Google Maps GPS GPX Waypoint Extractor

Category: GPS,Software — badsegue @ 1:17 am

background

I previously wrote about how to extract waypoints and create a GPX file from MSN Yellow Pages using a bookmarklet. This article explains how to do the same thing for Google Maps. I use mine to supplement the points of interest (POIs) in North American CitySelect v5 for my Garmin 76C.

POI coverage can be spotty, even in well established and stable cities. In newly developed or more remote areas there may be nothing at all. Online directories should have just about every business that would appear in the Yellow Pages, and are much more timely than the software releases. By tapping these online resources you can have the most accurate and complete set business POIs possible.

approach

This can be done relatively easily because of the way the search results are contained on a single place with the relevant data unencoded. Yahoo and most of the other online providers lack this ease of access. Even Google Local doesn’t put all the information on a single page, you’d have to drill down into each returned place to get the coordinates.

implementation

The code looks like this:

javascript:
(function(){
  var t=document.getElementById('vp').
        contentDocument.getElementsByTagName('SCRIPT').item(0).text;
  var pts=t.match(/<point .*?<\/title>/g);
  var doc=open().document;
  var bod=doc.body;
  doc.write('<textarea rows=%2250%22 cols=%22100%22>');
  doc.write('\n<gpx xmlns=%22http://www.topografix.com/GPX/1/1%22 
             creator=%22gpxextr%22 version=%221.1%22 

             xmlns:xsi=%22http://www.w3.org/2001/XMLSchema-instance%22>');
  for(i=0;i<pts.length;i++){
    var latlon = pts[i].match(/(-?\d{2}\.\d{6}).*?(-?\d{2}\.\d{6})
    .*?title.*?>(.*?)<\/title>/);
    latlon[3] = latlon[3].replace(/<.*?>/g, '');
    doc.write('\n<wpt lat=%22', latlon[1], '%22 lon=%22', latlon[2],
    '%22>\n<name>', latlon[3], '</name>\n</wpt>');
  }
  doc.write('\n</gpx></textarea>');
  doc.close();
}
)()

The Google Maps GPX Waypoint Extractor link (Firefox only) will run a little Javascript bookmarklet that parses the interesting parts of the map link and write them as a GPX file into a new browser window. (The MSN and Google extractors only works in Firefox/Mozilla for now. IE limits the the length of a bookmark and right now it’s too long. There’s a way around this but it requires putting the code into a file and having the bookmarklet ‘inject’ it into the page. I haven’t got that working yet though.)

Written instruction 1
Answer these questions about the Google Maps waypoint extractor page.
(a) Which Garmin unit does the writer use the extracted points with?
(b) In what file format does the bookmarklet write the points?
(c) What does IE limit that keeps the extractor from working there?
Written instruction 2
Copy the Google Maps waypoint extractor page word for word from "This can be" to "var t=document.getElementById('vp').".
The rows after the page are separate material.

Information shown
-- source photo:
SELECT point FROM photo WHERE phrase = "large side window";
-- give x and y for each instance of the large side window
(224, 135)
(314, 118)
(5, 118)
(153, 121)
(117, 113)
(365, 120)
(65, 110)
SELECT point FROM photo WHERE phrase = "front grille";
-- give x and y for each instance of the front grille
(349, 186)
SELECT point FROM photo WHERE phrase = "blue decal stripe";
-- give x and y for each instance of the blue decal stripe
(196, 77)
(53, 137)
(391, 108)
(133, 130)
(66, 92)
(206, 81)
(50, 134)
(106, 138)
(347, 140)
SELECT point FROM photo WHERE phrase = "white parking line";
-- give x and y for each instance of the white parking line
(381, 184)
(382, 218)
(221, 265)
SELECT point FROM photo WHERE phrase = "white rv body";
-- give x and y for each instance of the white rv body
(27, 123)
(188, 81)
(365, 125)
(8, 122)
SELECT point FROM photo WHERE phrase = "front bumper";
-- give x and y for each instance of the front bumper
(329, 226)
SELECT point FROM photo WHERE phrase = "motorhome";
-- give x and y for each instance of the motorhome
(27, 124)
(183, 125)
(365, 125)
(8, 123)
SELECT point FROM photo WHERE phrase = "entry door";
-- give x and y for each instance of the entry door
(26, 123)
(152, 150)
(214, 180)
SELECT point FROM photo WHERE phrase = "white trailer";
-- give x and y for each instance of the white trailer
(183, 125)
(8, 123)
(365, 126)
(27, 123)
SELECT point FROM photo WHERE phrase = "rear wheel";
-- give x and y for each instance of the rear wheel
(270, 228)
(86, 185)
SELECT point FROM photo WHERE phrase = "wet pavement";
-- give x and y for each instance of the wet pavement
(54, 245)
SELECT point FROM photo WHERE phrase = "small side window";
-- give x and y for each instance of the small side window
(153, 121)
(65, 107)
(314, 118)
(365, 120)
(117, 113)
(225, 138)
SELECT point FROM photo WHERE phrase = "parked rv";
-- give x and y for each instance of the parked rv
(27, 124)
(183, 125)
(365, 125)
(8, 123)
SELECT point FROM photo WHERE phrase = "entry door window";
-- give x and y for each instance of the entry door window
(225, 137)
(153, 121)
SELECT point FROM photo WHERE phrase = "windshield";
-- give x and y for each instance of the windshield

Solution 1
(a) A Garmin 76C.
(b) As a GPX file, written into a new browser window.
(c) The length of a bookmark.

Solution 2
This can be done relatively easily because of the way the search results are contained on a single place with the relevant data unencoded. Yahoo and most of the other online providers lack this ease of access. Even Google Local doesn’t put all the information on a single page, you’d have to drill down into each returned place to get the coordinates.

implementation

The code looks like this:

javascript:
(function(){
  var t=document.getElementById('vp').